(STUDY MATERIAL)
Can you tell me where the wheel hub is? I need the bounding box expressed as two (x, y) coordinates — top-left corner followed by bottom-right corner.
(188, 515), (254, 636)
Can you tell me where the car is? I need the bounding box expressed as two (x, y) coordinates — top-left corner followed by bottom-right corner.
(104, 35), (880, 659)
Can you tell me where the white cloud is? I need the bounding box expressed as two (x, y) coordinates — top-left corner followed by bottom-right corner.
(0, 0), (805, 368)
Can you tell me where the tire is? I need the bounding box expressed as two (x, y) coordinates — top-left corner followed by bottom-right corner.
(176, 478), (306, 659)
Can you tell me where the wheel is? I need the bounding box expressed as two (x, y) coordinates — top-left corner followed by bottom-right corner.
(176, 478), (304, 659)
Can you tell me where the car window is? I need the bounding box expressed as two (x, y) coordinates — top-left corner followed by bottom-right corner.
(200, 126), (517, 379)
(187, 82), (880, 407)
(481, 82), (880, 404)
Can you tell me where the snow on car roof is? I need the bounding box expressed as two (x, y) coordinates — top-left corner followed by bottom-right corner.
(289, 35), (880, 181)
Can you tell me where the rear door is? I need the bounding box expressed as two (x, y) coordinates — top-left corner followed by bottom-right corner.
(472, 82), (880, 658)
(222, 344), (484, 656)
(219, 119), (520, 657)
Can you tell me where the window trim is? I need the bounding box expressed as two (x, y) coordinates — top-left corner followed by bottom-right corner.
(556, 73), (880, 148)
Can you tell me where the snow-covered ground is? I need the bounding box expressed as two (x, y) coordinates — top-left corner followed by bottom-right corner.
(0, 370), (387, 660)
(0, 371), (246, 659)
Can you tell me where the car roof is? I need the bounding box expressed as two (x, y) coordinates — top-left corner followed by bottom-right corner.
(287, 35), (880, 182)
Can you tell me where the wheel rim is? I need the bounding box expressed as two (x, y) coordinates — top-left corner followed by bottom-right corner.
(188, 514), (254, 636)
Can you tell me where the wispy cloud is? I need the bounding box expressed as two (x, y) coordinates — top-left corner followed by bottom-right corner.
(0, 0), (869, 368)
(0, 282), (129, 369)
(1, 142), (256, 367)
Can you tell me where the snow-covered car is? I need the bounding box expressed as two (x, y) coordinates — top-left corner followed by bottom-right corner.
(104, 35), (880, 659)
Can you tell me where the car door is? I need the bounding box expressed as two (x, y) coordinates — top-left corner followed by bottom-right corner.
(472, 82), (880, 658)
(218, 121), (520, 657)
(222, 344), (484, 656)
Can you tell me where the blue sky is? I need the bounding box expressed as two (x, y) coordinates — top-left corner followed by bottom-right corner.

(TASK PROMPT)
Give back all of the data exactly, with every line intact.

(COMPLETED EXERCISE)
Can you tell me where the wheel hub is? I need the bounding box expressed as two (x, y) coordinates — top-left corner followed by bottom-right corner.
(188, 515), (254, 636)
Can you tell me where the car is? I need the bounding box expressed as two (x, y) coordinates — top-left corner followed by bottom-right corner.
(104, 35), (880, 659)
Can you tell me where the white cloud is? I need the bounding box expressed as two (x, y) coordinates — top-left corner followed by bottom-right corner.
(0, 0), (805, 368)
Can you tell me where the tire is? I need the bounding box expressed as two (x, y) coordinates — top-left corner followed by bottom-right corner.
(176, 478), (306, 659)
Can you tell me where the wheel is? I need the bounding box expressed as two (x, y) coordinates — top-left corner followed by bottom-right corner.
(176, 478), (304, 659)
Can you tell me where the car window is? I need the bounding box expressed as two (x, y) coordinates — top-left corner followed by bottom-right corner.
(200, 126), (517, 379)
(187, 82), (880, 407)
(481, 82), (880, 404)
Can you tell me where the snow on car roof is? I need the bounding box expressed as two (x, y) coordinates — top-left corner followed by bottom-right corner.
(289, 35), (880, 181)
Can you tell me where the rear door is? I need the bounding box expressed as two (x, y) coordinates — top-left corner followed by bottom-right corner.
(472, 82), (880, 658)
(222, 344), (484, 656)
(219, 119), (520, 657)
Can you tell me where the window trim is? I need the bounding box expressed as two (x, y) coordinates — top-left corner followed by bottom-right corner.
(556, 73), (880, 148)
Can you tell me where the snow-covered ground is? I need the bounding box expressed as two (x, y) coordinates — top-left corner followed by bottom-right corner.
(0, 370), (387, 660)
(0, 371), (246, 659)
Can you tell me where the car roof is? I need the bounding box expressed as two (x, y) coordinates — top-left corner followed by bottom-right corner.
(287, 35), (880, 182)
Can you tell me where the wheel rim is? I need the bounding box expressed as two (x, y) coordinates — top-left corner followed by bottom-right corner.
(188, 514), (254, 636)
Can you tell me where the wispy cloud is? I need the bounding box expressed as two (x, y) coordinates — top-left corner followed by bottom-right corner.
(0, 0), (869, 368)
(0, 282), (129, 369)
(1, 142), (256, 367)
Can you tell me where the snow-covered car is? I need the bounding box expressed as two (x, y) coordinates — top-left corner followed by bottom-right corner.
(104, 35), (880, 659)
Can you tell me where the car door is? I need the bounding box expressed as two (x, y) coordinates — top-left corner followed by bottom-right corner.
(472, 82), (880, 658)
(218, 121), (520, 657)
(222, 344), (484, 656)
Can you tell me where the blue sky is? I need the bounding box expressed as two (x, y) coordinates — top-left corner followed by bottom-right corner.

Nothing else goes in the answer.